SELECTED TEXT:
--- start ---
# Reviews Section



## Mark (Feb 25, 2005)

I thought I would cull this string of posts from the early thread as it has gotten lost in the shuffle, I think.



			
				Mark said:
			
		

> Not sure if this has been addressed but it appears that products that haven't been reviewed are treated as having no stars and thus bring down the rating of a publisher.







			
				Michael Morris said:
			
		

> Rats..  Hmm..  Well... I uh..  As soon as I figure out a correction to the query I'll recalculate it.







			
				jmucchiello said:
			
		

> Shouldn't you just average the existing reviews without regard for how many products there are?
> 
> Select Sum(stars) as total_starts, Count(*) as total_reviews, publisher_id from reviews; (or join the reviews and pubs table if the pub_id is not available on the review table)
> 
> ...







			
				Michael Morris said:
			
		

> The correct query, I believe, will be
> 
> SELECT AVG(score) AS score FROM product WHERE publisherid = $publisherid AND score > 0
> 
> Haven't had time to test it yet - been taking a break.







			
				jmucchiello said:
			
		

> But that averages the product scores which are already an average. So if a publisher have two products: one with 100 reviews and an average of 3 and one with 1 review of 5, the publisher will have a score of 4 by that querry. That's why my querry was off of the (assumed) review table instead of the product table.





Anyway, there it is...


----------



## Crothian (Feb 25, 2005)

Thanks Mark.  I think other items like having people be able to add products and getting the reviews sortible by reviewer and getting the Mods our ability to more easily function over there have taken a slight priority.


----------



## Michael Morris (Feb 25, 2005)
--- end ---
Data listing
--- start ---
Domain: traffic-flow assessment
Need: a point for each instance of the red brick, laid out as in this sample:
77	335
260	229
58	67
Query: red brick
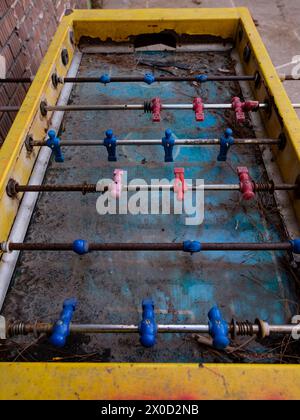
6	52
19	11
15	44
7	25
3	8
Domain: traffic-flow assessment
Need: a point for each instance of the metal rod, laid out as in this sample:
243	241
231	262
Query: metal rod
40	328
135	107
157	142
132	79
128	107
93	188
281	246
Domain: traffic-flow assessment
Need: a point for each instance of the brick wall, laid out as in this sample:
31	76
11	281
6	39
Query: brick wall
26	29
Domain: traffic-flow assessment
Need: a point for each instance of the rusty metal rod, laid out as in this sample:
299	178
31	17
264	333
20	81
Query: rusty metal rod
35	246
14	328
131	79
128	107
93	188
157	142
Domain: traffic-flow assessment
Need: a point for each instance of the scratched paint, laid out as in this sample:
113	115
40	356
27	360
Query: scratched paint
111	286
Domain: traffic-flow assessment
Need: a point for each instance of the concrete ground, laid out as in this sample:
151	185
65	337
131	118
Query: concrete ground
278	23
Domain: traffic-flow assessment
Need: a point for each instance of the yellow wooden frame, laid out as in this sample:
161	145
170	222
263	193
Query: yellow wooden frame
121	381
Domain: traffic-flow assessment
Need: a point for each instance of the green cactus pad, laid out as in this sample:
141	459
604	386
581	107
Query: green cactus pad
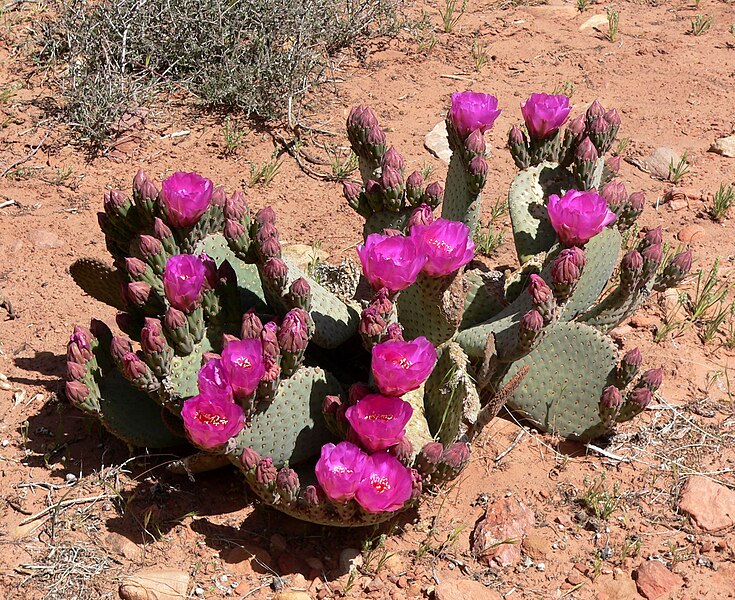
335	322
567	372
527	197
248	281
451	401
484	298
291	429
602	253
613	309
459	204
132	415
99	280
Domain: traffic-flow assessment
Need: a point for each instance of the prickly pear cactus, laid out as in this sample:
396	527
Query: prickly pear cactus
343	411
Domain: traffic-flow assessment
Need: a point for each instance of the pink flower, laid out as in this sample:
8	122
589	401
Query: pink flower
399	367
185	198
473	110
379	421
446	244
183	280
391	262
578	216
212	381
544	114
242	362
340	469
211	421
386	485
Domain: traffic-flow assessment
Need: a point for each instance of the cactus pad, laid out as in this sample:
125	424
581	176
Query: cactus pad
567	373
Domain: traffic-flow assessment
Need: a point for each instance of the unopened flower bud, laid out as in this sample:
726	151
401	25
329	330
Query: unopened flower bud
475	143
249	459
433	194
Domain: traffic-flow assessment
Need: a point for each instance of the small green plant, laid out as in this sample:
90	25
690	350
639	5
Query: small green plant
488	240
452	13
723	200
613	21
678	170
342	163
701	24
597	500
479	54
264	174
621	146
708	293
234	136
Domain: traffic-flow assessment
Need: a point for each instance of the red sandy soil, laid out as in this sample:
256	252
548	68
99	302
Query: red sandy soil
671	88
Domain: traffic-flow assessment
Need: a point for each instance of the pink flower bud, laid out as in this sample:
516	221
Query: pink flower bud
544	114
399	367
183	281
471	111
386	485
340	469
379	421
446	244
185	198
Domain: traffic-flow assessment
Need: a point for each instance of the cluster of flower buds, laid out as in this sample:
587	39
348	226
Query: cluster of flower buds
612	405
627	207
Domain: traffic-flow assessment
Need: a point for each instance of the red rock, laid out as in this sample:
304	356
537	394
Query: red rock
710	506
498	536
464	589
654	580
691	233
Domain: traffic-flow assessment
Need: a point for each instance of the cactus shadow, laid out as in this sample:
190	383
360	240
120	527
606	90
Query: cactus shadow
47	364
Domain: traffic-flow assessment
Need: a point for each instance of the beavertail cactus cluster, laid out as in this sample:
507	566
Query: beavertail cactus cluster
343	412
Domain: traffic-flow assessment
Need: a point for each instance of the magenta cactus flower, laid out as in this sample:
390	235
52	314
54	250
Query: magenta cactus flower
473	110
210	421
446	244
544	114
212	381
578	216
379	421
340	470
391	262
185	198
242	362
183	280
399	367
386	485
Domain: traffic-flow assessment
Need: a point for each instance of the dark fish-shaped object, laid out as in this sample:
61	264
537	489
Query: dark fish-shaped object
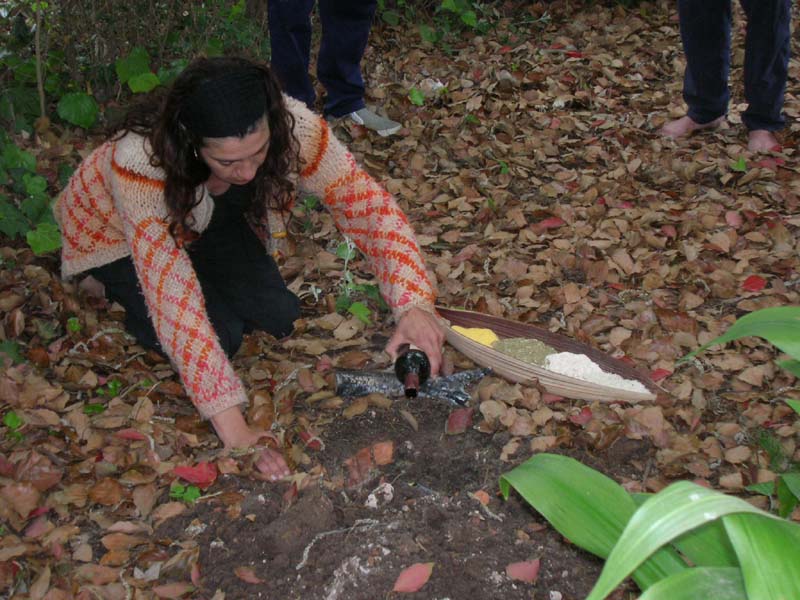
452	388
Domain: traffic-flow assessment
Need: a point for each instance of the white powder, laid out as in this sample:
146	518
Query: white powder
584	368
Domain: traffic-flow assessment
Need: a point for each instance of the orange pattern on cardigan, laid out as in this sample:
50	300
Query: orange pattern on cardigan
114	207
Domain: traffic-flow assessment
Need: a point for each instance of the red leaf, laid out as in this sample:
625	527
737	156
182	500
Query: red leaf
459	421
527	571
582	417
659	374
131	434
6	467
754	283
413	578
311	441
203	475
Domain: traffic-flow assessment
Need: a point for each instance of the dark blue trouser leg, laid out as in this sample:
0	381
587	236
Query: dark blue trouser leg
345	32
766	62
290	46
706	35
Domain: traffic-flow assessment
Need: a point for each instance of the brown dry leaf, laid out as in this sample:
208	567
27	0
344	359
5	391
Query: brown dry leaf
357	407
247	574
383	453
409	418
167	511
23	497
96	574
41	584
753	375
107	492
305	380
39	471
738	454
173	590
543	443
122	541
509	449
144	498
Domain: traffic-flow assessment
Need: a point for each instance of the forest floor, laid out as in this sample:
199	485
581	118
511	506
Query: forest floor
541	193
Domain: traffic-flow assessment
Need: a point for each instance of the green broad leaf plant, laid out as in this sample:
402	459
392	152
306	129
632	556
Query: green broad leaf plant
683	543
687	541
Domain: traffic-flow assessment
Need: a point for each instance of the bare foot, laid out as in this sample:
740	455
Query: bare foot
685	125
761	140
272	465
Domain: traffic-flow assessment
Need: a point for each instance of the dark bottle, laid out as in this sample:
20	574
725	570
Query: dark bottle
413	369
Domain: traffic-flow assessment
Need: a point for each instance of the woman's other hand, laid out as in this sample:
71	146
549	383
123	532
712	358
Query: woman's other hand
423	330
234	432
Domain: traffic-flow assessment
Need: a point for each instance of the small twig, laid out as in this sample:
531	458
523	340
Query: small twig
486	509
38	50
126	585
360	524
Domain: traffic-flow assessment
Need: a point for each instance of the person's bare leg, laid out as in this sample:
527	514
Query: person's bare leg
685	125
761	140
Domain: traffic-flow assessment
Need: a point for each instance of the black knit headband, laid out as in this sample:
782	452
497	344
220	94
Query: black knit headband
226	106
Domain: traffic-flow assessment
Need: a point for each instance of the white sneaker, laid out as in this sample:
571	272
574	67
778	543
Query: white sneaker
380	125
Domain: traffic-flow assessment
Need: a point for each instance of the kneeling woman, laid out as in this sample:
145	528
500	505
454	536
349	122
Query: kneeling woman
175	215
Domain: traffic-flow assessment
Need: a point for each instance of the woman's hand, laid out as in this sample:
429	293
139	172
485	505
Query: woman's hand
422	329
234	432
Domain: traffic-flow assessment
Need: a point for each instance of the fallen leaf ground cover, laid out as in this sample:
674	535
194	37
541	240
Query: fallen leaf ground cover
540	191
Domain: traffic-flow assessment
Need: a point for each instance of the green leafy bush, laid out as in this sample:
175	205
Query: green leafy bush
779	325
30	215
78	108
686	542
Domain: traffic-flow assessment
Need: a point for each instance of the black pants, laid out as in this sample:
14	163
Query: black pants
706	35
241	284
345	32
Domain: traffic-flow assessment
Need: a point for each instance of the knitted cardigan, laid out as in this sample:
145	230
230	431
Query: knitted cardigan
114	207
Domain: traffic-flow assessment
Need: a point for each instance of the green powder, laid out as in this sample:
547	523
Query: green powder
528	350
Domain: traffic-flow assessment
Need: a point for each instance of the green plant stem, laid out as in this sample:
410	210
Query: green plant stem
38	45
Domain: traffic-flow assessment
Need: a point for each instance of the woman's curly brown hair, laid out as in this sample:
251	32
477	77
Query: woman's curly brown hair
176	150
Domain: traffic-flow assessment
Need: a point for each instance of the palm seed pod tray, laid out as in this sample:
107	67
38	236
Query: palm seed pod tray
519	371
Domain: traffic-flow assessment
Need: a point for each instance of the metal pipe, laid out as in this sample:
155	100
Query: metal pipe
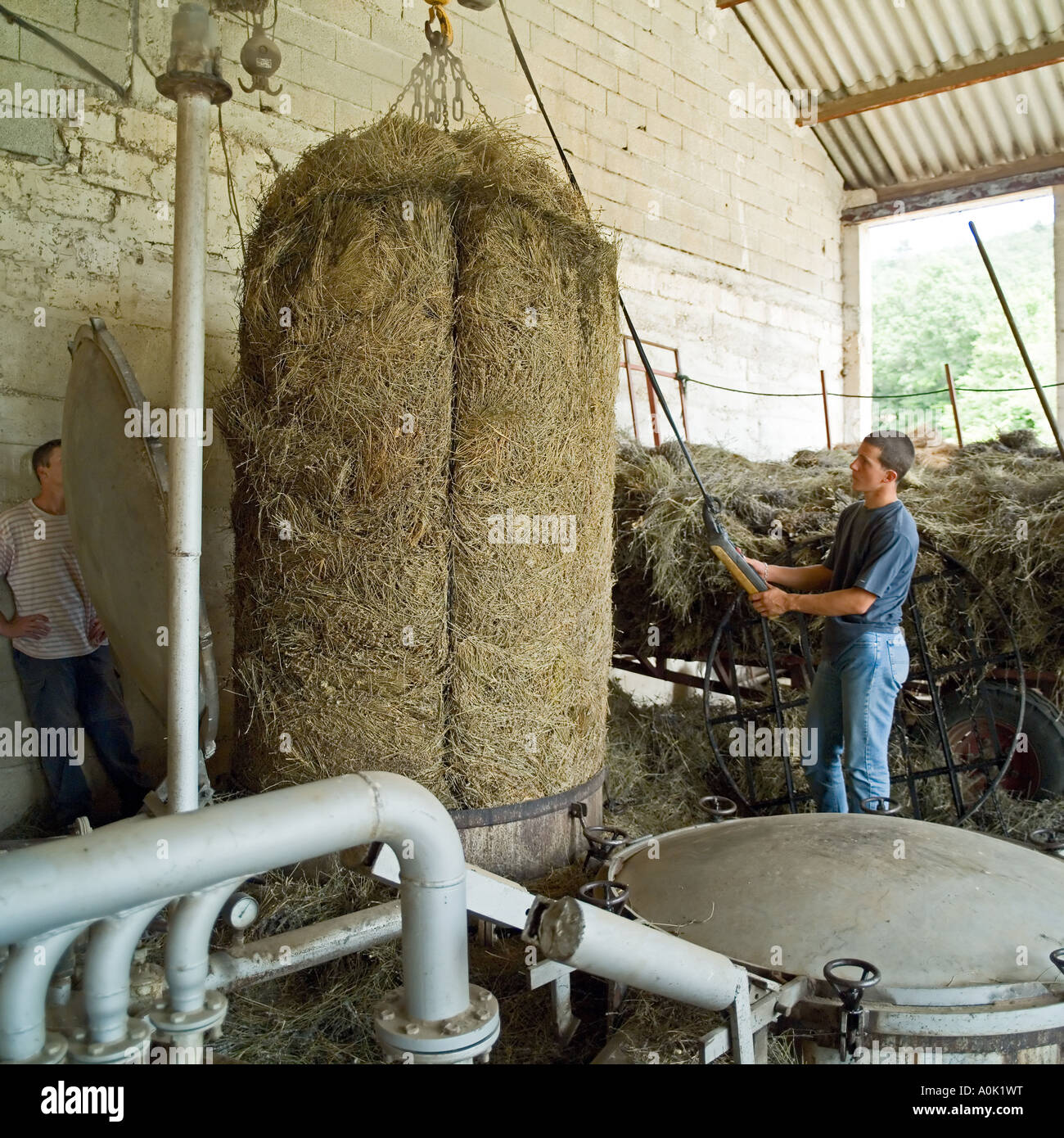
610	946
192	79
186	457
106	981
188	944
23	992
1019	339
127	866
302	948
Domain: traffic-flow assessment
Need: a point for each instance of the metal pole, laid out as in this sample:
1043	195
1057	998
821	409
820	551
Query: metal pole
1020	344
953	400
827	420
194	81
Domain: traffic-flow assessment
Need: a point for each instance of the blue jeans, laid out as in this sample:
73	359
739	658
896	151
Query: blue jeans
83	691
851	708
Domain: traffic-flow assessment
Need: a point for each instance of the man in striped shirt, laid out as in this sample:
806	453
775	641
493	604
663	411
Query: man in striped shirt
61	650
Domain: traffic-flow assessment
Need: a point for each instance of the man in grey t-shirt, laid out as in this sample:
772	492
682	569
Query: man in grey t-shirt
859	589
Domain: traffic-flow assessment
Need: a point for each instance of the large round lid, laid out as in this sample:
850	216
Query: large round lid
115	489
930	906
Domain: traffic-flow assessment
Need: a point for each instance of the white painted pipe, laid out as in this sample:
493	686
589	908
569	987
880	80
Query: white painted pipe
612	947
186	455
106	981
127	866
303	948
188	944
23	991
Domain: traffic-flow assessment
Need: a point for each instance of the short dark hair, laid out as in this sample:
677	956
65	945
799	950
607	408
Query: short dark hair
43	454
897	452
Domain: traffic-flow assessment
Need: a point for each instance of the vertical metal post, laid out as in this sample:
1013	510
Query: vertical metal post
1019	338
953	400
827	420
194	81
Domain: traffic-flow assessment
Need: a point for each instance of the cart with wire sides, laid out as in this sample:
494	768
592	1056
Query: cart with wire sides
970	723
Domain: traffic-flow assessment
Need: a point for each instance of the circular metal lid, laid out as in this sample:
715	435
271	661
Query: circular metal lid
115	489
931	906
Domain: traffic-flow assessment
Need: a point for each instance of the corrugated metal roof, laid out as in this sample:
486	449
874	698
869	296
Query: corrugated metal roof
849	47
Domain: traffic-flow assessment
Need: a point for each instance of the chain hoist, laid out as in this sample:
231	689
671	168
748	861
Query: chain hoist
437	70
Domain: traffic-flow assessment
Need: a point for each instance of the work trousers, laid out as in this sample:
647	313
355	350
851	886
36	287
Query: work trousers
851	708
83	691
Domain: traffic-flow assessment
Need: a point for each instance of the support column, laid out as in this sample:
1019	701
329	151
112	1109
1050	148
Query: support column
856	416
194	81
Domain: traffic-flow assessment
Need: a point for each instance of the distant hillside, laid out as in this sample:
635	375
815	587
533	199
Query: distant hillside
932	309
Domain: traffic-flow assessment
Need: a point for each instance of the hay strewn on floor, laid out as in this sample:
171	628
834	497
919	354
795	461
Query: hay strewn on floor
451	356
997	507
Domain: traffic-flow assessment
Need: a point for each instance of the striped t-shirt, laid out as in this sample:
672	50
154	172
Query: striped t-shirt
37	556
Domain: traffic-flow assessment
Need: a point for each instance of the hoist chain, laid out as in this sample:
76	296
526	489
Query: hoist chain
429	79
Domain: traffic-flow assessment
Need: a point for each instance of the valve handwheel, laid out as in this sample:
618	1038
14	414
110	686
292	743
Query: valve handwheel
880	805
601	893
717	807
850	990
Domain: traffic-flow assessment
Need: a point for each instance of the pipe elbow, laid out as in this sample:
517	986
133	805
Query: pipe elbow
417	829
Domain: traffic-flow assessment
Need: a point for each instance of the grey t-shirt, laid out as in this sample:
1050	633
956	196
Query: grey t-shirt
874	550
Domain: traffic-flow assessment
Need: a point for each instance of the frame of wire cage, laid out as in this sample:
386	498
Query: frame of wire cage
947	752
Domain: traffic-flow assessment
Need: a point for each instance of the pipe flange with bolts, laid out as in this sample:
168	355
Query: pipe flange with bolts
458	1039
131	1048
52	1052
175	1024
195	64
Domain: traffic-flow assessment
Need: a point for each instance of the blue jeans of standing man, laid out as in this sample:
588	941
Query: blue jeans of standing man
851	708
83	691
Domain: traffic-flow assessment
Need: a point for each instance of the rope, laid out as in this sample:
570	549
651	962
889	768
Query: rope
847	395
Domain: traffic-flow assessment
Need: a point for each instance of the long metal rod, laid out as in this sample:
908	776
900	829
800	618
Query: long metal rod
827	417
1019	338
186	457
953	403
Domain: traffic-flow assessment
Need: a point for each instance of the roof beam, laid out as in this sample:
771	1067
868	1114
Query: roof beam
938	84
956	189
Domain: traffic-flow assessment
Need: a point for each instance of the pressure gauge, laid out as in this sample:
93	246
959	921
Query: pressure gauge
241	910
--- end ---
Answer these questions from the forum thread, marking each answer with the matching number:
1. According to Mark's quoted post, how are products that haven't been reviewed treated?
2. In jmucchiello's example of a publisher with two products, what score would the publisher get from Michael Morris's query?
3. Besides the publisher ID, what condition does Michael Morris's query place on the score?
The data is not needed for anything here.

1. They are treated as having no stars, which brings down the publisher's rating.
2. A score of 4.
3. The score must be greater than 0.